Traffic has always been below half forecast levels, starting at 10k and rising at about expected annual percentage rates, but from the disappointing base.

Eight years after opening traffic is 15k to 16k/day versus 33k forecast when the original financing was done in 1998.

The original traffic studies seem to have been fundamentally flawed.

Law suits on forecasts

Robert Bain – UK-based author of the recent book on toll road forecasting – tells TOLLROADSnews that he has been engaged as an expert witness twice in the last 18 months by lawyers contemplating taking legal action against traffic forecasters for over-optimistic predictions.  Neither engagement resulted in lawsuit to date.  “It’s only a matter of time”, says Bain.

Why forecasts failed

Our analysis is that the Connector (I-185) simply does not serve major commuter flows within the 540k pop metro area. These flows are on a southeast-northwest axis Simpsonville, Mauldin, Greenville and along US276 and I-385. This is mostly to the north and east of the Connector.

The Connector including the toll-free portion of I-185 swings too far south, southwest and west to compete for major internal metro area traffic.

Located to serve development, not to relieve congestion

The pike was loccated to serve new industrial and residential development on the southern and southwest fringe of the area, development which has occurred, but more slowly than the tollroad promoters predicted.

Higher paying truck traffic is tiny. 96% of vehicles are 2 axle.

Slower employment growth than predicted in the area has meant that for the most part the free roads have adequate capacity even for peaktime work trips. The exception is I-385 northbound through Mauldin in the mornings weekdays.

But trips on the Connector are too much longer in distance to be an attractive alternative for most motorists.

Studies show the  Connector corridor generally has good developmental potential still, although portions are handicapped by lack of utilities like sewer.

▶ Work to complete:
1) Do these statements agree with the toll road text? (a) Eight years after opening, traffic matched the forecast. (b) Nearly all vehicles on the road have two axles. (c) Bain's work as an expert witness has led to a lawsuit. Answer yes or no for each and quote the deciding words.
2) In the toll road text, which free road is named as the exception to having enough capacity, and when?
3) Write out the stretch of the toll road text from "But trips on" through "utilities like sewer.".
The records below were taken from a different source.

▶ Dataset extract:
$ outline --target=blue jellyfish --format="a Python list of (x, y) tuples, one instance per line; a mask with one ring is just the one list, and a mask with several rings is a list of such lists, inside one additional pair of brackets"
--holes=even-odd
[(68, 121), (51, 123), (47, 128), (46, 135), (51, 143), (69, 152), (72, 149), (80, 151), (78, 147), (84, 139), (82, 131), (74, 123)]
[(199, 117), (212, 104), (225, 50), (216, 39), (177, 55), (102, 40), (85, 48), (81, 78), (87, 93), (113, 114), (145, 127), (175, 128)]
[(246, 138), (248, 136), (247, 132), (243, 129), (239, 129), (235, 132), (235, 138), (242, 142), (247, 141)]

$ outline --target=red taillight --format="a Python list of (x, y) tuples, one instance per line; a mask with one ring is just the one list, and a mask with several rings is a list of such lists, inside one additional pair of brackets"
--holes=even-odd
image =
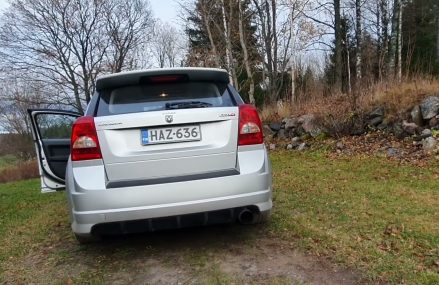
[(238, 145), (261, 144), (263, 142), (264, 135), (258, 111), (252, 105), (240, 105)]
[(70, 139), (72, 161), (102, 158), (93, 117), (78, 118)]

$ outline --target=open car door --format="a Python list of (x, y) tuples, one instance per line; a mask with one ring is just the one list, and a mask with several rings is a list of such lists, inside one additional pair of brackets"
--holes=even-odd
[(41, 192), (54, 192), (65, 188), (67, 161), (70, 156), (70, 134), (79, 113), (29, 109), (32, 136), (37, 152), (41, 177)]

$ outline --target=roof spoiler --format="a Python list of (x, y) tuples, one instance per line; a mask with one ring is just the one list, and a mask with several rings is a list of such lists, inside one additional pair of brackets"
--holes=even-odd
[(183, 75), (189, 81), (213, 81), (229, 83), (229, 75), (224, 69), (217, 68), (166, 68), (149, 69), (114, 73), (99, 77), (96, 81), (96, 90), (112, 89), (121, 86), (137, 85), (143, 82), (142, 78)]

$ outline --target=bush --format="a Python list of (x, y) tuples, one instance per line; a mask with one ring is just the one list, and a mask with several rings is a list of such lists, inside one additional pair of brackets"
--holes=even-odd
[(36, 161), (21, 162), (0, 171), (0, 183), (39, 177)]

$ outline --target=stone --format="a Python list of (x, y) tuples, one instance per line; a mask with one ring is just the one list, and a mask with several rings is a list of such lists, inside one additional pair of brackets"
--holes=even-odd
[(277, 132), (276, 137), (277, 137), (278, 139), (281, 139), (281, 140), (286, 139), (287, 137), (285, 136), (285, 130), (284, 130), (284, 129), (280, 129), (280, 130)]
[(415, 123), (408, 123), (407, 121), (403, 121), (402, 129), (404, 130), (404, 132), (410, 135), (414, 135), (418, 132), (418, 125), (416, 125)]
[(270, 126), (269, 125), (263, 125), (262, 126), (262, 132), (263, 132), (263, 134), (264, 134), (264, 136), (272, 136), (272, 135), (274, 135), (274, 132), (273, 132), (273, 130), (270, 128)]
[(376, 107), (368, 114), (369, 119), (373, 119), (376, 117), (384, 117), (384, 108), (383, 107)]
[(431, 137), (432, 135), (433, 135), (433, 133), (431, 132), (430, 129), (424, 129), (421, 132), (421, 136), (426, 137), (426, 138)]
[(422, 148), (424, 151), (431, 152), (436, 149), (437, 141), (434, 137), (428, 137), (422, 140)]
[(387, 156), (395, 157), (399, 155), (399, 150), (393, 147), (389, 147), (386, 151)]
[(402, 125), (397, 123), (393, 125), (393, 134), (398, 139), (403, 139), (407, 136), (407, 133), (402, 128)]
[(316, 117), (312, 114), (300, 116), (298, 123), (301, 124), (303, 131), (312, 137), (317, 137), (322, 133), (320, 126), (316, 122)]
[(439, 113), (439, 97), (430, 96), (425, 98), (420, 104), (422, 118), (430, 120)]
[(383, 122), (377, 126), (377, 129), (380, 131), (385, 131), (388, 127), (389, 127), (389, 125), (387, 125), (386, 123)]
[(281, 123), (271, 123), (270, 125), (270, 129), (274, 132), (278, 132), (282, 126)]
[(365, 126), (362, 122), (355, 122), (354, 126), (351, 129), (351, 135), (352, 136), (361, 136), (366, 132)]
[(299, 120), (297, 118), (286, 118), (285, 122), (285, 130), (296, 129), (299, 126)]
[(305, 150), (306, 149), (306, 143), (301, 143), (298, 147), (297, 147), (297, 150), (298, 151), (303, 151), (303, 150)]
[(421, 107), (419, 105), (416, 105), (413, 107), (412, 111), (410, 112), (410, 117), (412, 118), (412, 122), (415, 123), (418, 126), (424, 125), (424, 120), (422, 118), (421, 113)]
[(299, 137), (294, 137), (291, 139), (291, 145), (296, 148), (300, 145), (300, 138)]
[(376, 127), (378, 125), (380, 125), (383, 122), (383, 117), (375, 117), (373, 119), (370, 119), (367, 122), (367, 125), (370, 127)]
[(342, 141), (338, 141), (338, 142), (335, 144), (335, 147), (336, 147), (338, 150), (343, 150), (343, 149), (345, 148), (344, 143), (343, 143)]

▶ Responses to the exercise:
1)
(a) No: "Eight years after opening traffic is 15k to 16k/day versus 33k forecast"
(b) Yes: "96% of vehicles are 2 axle."
(c) No: "Neither engagement resulted in lawsuit to date."

2) I-385 northbound through Mauldin on weekday mornings.

3)
But trips on the Connector are too much longer in distance to be an attractive alternative for most motorists.

Studies show the  Connector corridor generally has good developmental potential still, although portions are handicapped by lack of utilities like sewer.